YOUR OBJECTIVE -> How many lines in the material below contain the string "fluffy"? Reply with the number alone.
::: INFORMATION SUPPLIED :::
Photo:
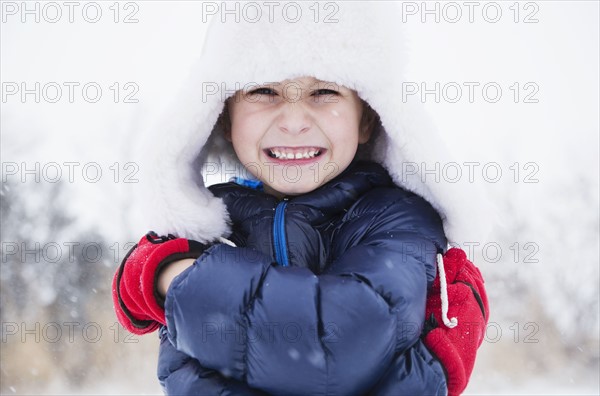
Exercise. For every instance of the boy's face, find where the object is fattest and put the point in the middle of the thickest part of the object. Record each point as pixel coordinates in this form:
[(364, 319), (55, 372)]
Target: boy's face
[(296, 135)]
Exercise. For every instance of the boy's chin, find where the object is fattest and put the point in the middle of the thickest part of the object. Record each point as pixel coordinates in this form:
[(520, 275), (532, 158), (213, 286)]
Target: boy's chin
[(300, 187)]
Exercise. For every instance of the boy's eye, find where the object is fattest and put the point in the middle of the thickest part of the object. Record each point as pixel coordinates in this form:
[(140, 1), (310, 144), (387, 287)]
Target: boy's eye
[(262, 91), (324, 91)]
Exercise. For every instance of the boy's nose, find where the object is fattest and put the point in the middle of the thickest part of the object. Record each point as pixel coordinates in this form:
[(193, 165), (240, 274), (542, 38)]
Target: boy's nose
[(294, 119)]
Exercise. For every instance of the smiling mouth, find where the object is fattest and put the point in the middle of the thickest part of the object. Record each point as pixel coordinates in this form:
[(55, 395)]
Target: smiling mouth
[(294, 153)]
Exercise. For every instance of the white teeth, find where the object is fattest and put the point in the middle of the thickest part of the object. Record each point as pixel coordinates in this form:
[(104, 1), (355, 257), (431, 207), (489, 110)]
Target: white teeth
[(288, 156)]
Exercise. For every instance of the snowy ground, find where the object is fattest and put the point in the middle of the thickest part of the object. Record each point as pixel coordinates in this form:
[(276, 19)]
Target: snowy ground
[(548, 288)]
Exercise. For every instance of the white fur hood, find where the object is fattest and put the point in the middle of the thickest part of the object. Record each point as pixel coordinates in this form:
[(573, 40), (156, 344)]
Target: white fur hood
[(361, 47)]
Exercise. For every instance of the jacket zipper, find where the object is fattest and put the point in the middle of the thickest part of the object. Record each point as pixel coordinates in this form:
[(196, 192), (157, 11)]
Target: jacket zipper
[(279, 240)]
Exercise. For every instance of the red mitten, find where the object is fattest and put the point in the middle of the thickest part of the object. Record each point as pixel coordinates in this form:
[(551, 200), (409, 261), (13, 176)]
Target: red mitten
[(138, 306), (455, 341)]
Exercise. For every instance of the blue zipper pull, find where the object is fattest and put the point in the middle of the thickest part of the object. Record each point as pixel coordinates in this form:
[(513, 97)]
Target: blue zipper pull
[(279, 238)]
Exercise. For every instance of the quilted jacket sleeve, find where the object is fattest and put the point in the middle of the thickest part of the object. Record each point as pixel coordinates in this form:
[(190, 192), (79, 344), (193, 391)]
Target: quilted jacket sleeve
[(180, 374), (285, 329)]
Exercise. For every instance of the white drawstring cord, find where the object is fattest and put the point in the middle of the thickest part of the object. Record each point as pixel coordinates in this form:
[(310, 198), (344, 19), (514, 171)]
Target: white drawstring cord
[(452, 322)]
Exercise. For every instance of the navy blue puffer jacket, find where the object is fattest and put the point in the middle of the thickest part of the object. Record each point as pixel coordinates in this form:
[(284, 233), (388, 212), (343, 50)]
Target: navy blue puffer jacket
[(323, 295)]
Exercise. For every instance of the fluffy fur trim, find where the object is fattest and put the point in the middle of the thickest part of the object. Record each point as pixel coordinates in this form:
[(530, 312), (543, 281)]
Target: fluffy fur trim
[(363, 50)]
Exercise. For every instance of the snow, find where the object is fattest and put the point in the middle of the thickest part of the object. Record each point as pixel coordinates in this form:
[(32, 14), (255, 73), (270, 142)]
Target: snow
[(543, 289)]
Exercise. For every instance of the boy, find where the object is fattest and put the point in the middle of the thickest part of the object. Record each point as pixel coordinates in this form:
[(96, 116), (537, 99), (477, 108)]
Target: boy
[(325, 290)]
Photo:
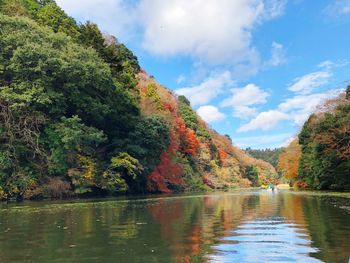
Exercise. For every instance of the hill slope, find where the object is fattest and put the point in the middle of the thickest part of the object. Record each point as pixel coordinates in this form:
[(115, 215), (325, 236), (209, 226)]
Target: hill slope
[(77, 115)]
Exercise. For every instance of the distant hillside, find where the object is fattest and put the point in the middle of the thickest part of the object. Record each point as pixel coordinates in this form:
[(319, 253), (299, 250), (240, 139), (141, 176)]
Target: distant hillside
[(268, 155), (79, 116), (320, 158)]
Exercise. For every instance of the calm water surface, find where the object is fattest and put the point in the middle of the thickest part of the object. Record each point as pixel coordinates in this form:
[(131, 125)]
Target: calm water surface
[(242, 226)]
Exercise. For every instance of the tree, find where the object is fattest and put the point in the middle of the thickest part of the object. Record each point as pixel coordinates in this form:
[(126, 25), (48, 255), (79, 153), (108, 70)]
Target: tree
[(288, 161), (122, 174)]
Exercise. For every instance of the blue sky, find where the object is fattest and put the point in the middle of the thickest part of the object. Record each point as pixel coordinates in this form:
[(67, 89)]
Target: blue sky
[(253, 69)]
:::
::: INFORMATION SUPPLIED :::
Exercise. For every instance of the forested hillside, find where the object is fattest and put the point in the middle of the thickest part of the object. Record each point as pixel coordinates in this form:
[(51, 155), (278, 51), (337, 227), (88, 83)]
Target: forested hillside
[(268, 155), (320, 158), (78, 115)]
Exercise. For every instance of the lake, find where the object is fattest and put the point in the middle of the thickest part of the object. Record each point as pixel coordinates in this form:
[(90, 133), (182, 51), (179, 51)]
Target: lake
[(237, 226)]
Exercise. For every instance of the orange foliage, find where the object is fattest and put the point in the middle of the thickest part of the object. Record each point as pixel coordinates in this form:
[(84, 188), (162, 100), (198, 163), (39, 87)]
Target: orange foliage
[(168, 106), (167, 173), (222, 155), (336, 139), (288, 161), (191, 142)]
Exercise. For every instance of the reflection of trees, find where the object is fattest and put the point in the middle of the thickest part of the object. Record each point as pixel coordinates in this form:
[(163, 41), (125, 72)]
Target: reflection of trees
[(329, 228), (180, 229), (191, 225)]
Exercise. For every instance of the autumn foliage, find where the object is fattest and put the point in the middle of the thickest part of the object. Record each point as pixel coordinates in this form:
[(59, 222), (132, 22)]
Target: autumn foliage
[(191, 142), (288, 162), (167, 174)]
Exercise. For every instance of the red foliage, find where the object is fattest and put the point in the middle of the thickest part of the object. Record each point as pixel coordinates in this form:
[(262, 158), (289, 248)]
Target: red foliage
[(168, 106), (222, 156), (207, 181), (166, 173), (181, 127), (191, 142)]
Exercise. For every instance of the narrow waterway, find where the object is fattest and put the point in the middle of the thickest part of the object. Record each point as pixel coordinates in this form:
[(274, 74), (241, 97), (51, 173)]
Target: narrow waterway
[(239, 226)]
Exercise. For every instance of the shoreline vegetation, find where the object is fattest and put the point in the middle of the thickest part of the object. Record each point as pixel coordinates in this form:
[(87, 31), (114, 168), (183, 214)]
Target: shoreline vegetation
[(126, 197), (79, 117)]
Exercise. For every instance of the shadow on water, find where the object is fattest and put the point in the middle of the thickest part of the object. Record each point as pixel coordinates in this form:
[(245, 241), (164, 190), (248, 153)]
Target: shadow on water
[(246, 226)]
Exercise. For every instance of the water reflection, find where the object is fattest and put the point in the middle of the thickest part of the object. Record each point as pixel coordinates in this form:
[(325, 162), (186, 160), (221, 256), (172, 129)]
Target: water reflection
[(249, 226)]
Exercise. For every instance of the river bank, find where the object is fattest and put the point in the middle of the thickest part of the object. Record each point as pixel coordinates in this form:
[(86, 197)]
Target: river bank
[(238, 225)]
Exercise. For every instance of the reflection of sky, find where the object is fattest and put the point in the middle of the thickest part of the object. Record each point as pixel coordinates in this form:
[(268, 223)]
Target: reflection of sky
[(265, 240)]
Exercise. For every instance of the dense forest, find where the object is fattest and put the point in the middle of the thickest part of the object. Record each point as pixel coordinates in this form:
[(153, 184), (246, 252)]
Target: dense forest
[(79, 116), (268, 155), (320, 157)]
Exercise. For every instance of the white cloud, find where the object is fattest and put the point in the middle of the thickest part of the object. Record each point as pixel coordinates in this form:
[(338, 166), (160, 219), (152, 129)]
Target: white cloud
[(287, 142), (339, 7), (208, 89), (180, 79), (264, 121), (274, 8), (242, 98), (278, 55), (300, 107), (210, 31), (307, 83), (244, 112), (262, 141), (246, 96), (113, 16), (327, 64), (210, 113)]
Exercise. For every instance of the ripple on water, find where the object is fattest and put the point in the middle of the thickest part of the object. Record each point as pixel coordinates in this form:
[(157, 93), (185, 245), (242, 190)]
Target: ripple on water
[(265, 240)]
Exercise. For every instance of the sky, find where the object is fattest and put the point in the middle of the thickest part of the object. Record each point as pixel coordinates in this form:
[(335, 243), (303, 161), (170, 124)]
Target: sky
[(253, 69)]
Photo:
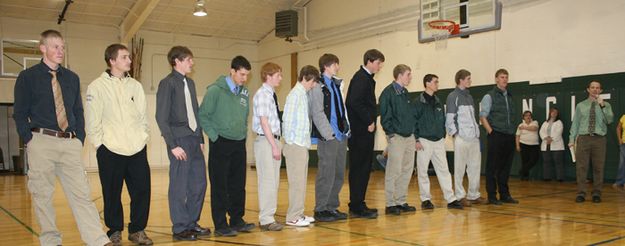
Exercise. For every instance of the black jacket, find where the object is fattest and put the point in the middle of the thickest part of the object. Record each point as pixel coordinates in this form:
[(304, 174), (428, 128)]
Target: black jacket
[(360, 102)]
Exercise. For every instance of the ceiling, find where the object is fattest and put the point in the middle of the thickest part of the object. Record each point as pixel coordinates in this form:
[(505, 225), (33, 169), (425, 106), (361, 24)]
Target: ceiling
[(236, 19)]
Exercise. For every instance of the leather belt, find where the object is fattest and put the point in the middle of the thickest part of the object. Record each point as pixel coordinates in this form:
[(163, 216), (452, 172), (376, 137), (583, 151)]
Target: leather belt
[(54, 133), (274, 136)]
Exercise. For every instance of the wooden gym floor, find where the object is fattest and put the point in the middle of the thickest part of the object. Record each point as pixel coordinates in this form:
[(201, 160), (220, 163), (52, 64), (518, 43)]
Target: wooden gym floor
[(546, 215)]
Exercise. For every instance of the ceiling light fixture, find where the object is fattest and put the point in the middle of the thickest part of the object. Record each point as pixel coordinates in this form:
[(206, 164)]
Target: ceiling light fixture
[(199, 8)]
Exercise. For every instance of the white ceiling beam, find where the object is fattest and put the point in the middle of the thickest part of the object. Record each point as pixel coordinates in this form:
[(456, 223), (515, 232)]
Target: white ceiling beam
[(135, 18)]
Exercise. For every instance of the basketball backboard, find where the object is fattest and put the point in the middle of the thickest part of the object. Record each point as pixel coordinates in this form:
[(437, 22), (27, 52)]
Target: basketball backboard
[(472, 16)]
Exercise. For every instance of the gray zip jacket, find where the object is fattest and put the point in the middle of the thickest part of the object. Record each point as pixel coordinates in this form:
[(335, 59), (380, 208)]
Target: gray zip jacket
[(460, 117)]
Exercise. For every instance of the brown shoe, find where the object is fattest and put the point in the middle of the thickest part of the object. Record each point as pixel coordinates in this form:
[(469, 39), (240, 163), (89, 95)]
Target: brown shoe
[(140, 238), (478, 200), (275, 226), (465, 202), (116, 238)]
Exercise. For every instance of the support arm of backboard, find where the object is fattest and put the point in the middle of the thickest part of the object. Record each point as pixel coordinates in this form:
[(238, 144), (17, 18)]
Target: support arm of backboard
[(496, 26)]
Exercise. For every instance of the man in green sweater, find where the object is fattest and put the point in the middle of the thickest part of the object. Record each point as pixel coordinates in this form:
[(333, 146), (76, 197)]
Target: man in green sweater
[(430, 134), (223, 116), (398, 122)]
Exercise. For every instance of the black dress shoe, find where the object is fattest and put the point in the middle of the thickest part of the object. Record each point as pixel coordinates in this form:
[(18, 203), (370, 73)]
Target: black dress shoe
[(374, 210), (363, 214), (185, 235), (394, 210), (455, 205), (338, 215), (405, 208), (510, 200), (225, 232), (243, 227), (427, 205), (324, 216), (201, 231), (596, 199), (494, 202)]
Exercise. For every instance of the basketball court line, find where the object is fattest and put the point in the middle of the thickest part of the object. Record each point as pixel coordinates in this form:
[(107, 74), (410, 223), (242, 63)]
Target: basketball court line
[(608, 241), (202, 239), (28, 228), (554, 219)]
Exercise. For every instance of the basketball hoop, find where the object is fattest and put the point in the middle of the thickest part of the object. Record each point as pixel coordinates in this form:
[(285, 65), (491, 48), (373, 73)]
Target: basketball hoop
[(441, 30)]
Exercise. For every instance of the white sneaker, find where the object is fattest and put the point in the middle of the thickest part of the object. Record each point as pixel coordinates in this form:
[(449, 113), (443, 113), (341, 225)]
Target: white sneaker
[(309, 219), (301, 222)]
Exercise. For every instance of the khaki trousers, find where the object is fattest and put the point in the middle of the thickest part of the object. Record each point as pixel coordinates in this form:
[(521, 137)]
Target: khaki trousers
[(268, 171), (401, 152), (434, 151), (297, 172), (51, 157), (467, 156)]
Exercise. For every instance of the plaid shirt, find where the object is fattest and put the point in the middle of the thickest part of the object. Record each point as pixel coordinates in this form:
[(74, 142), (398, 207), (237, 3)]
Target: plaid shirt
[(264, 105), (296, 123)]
:::
::: INFORMATION SUPPLIED :::
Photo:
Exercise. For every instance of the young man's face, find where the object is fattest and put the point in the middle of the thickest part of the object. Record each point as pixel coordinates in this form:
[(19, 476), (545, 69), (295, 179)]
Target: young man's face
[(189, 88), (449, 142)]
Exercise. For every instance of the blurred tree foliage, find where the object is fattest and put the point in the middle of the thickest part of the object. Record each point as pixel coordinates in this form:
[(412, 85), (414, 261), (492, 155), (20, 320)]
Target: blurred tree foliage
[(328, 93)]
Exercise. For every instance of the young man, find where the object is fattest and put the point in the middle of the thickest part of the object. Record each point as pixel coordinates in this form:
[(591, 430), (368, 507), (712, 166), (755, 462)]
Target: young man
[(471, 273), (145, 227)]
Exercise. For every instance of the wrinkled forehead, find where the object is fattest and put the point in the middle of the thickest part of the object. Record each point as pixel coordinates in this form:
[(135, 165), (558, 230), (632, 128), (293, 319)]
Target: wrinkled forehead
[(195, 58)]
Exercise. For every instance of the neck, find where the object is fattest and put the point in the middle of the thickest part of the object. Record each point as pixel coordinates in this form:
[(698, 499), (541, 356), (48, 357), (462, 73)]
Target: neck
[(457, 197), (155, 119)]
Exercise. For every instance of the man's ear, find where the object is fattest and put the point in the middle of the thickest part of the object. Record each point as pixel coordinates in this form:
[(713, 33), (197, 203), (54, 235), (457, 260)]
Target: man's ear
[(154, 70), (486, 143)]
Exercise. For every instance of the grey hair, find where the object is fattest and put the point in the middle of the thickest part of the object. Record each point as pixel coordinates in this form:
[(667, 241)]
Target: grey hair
:::
SOLUTION FOR THIS PROBLEM -> 2